[Dataset records]

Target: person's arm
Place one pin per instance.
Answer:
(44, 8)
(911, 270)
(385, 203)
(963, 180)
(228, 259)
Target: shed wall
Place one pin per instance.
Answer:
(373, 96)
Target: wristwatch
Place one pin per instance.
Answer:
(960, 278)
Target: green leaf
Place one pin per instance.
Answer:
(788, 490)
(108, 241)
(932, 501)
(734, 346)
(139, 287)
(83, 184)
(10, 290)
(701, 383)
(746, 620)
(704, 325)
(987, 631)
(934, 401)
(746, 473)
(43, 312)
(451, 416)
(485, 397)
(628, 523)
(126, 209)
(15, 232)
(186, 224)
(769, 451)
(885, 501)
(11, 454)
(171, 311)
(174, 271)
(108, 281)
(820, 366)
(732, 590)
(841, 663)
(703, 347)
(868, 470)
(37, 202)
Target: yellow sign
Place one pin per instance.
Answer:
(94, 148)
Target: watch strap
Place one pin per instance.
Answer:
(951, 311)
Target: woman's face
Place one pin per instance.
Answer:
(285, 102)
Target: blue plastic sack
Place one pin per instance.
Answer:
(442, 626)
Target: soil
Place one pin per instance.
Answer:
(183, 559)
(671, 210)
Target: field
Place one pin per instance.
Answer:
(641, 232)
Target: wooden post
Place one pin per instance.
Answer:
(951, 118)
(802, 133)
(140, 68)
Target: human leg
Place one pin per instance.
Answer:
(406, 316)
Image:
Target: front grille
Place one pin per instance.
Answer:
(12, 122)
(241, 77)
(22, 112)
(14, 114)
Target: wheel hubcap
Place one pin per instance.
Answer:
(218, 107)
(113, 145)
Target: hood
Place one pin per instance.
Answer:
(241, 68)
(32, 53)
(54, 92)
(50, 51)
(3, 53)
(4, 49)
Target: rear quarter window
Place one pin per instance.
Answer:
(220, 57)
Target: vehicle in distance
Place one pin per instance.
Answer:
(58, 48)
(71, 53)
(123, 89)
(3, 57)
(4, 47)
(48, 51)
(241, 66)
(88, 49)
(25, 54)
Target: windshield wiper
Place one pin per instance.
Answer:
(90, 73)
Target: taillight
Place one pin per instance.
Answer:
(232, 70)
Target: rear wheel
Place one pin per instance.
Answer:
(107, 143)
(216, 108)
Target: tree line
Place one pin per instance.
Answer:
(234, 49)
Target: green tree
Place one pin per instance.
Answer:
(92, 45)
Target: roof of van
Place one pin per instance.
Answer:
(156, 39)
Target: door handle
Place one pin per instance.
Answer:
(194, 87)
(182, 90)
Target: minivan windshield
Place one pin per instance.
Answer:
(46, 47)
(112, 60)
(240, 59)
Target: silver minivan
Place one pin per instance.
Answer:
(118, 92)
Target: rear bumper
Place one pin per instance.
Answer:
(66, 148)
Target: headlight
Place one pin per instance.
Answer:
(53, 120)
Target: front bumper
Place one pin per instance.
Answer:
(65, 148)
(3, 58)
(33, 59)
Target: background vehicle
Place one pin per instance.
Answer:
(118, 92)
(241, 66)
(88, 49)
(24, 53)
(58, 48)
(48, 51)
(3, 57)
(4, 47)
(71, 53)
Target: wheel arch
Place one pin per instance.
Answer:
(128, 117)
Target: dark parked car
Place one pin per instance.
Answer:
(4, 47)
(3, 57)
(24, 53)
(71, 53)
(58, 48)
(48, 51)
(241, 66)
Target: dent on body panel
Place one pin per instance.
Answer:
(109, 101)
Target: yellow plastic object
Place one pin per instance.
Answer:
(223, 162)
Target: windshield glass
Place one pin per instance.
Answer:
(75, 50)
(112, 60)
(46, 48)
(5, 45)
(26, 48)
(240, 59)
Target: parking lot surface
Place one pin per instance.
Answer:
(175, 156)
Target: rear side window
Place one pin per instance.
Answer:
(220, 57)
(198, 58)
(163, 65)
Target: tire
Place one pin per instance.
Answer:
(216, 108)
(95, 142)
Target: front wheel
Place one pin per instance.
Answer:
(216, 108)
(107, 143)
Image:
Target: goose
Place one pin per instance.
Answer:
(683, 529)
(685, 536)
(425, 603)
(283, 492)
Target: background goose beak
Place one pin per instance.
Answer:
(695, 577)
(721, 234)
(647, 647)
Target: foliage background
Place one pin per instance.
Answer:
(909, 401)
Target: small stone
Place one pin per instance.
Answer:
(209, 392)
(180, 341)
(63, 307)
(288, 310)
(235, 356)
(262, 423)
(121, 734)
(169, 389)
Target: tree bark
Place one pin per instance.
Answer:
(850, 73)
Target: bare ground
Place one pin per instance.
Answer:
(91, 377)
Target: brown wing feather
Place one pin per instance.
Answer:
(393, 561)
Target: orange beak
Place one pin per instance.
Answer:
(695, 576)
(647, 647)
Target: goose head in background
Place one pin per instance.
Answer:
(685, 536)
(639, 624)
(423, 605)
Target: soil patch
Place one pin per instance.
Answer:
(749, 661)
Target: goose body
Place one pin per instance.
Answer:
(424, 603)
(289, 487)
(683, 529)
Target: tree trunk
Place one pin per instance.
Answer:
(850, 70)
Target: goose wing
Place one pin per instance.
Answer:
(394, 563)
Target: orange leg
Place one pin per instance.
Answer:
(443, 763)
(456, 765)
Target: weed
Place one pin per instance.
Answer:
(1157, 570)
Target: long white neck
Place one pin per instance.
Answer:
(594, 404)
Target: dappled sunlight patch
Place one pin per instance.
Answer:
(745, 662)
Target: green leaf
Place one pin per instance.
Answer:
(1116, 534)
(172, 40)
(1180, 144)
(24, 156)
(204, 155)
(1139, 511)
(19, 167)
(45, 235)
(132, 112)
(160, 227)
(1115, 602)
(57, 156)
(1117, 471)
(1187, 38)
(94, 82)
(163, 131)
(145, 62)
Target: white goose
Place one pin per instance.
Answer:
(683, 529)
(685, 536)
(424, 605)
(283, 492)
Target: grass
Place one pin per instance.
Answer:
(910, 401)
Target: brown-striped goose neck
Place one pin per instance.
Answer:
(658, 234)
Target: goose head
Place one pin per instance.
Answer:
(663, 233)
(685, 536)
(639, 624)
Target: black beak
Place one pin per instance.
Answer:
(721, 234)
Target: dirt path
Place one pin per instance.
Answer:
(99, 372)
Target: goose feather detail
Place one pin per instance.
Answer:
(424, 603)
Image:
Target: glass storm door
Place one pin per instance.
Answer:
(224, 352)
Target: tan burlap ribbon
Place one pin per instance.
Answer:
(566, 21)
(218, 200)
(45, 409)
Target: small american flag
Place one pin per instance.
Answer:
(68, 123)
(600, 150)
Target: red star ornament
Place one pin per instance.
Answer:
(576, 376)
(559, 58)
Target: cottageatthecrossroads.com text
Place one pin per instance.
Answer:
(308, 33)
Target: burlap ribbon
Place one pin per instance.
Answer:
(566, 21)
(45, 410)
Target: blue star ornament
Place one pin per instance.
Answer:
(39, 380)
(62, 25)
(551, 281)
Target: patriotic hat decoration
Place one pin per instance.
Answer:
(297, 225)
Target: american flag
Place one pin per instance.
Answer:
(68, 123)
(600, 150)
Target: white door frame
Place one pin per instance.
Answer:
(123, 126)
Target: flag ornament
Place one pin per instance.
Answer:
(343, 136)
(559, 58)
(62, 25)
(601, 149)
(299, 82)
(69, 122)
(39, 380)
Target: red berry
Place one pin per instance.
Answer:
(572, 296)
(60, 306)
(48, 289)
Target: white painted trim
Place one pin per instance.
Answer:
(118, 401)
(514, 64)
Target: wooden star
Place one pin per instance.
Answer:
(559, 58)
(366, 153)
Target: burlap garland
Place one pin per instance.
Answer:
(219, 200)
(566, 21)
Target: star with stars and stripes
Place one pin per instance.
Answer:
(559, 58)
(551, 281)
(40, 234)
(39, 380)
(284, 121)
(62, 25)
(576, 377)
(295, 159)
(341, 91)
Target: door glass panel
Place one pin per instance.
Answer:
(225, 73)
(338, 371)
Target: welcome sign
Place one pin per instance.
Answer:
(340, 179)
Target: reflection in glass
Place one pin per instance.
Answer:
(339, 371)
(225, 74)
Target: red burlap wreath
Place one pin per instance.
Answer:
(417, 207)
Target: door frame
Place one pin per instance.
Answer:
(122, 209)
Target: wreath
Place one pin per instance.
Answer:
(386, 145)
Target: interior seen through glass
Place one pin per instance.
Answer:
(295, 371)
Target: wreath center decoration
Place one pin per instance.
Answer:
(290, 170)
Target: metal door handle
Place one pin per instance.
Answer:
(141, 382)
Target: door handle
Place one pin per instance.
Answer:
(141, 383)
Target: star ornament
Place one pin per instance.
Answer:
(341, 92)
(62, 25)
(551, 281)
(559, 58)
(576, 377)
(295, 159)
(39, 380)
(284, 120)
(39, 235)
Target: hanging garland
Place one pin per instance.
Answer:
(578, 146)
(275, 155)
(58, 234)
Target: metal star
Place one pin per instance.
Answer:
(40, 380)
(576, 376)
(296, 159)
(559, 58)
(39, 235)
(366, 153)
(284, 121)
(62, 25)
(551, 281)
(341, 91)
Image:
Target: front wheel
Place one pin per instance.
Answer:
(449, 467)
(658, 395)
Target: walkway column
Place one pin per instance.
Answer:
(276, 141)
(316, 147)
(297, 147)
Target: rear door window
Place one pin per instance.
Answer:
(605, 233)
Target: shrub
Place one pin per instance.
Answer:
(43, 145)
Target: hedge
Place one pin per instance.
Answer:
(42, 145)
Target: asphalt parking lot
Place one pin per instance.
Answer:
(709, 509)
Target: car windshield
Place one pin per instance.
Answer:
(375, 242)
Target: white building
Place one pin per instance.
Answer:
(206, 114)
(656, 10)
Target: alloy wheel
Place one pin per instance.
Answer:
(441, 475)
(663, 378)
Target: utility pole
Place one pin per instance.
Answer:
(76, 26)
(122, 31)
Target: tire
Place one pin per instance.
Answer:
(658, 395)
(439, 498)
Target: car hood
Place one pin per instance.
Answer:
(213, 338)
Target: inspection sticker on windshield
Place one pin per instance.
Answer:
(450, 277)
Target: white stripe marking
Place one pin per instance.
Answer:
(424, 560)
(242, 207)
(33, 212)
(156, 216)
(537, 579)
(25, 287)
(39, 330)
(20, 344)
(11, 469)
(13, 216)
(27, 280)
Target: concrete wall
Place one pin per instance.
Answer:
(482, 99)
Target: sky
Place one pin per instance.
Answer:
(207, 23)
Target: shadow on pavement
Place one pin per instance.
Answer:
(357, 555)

[/Dataset records]

> _Instructions for the task_: Up to and including the line with "Target: front grille", restate the records above word for word from the very first line.

> _Task solution_:
Target: person's arm
Place one pin per instance.
Answer:
(44, 8)
(911, 270)
(385, 203)
(963, 180)
(228, 259)
Target: shed wall
Place one pin per instance.
Answer:
(373, 96)
Target: wristwatch
Place one pin per instance.
Answer:
(960, 278)
Target: green leaf
Place one pin per instance.
Answer:
(788, 490)
(108, 241)
(932, 501)
(734, 346)
(139, 287)
(83, 184)
(10, 290)
(701, 383)
(746, 620)
(704, 325)
(987, 631)
(934, 401)
(746, 473)
(43, 312)
(451, 416)
(485, 397)
(628, 523)
(126, 209)
(15, 232)
(186, 224)
(769, 451)
(885, 501)
(11, 454)
(171, 311)
(174, 271)
(108, 281)
(820, 366)
(732, 590)
(841, 663)
(703, 347)
(868, 470)
(37, 202)
Target: yellow sign
Place one pin per instance.
Answer:
(94, 148)
Target: watch strap
Place one pin per instance.
Answer:
(951, 311)
Target: woman's face
Place one pin per instance.
Answer:
(285, 102)
Target: blue plastic sack
Place one pin per instance.
Answer:
(442, 626)
Target: soil
Place one pin per instance.
Answer:
(183, 559)
(671, 210)
Target: field
Place one pin per instance.
Answer:
(641, 232)
Target: wooden post
Place one pin per instance.
Answer:
(951, 118)
(802, 133)
(140, 68)
Target: human leg
Place one pin per instance.
Answer:
(406, 316)
Image:
Target: front grille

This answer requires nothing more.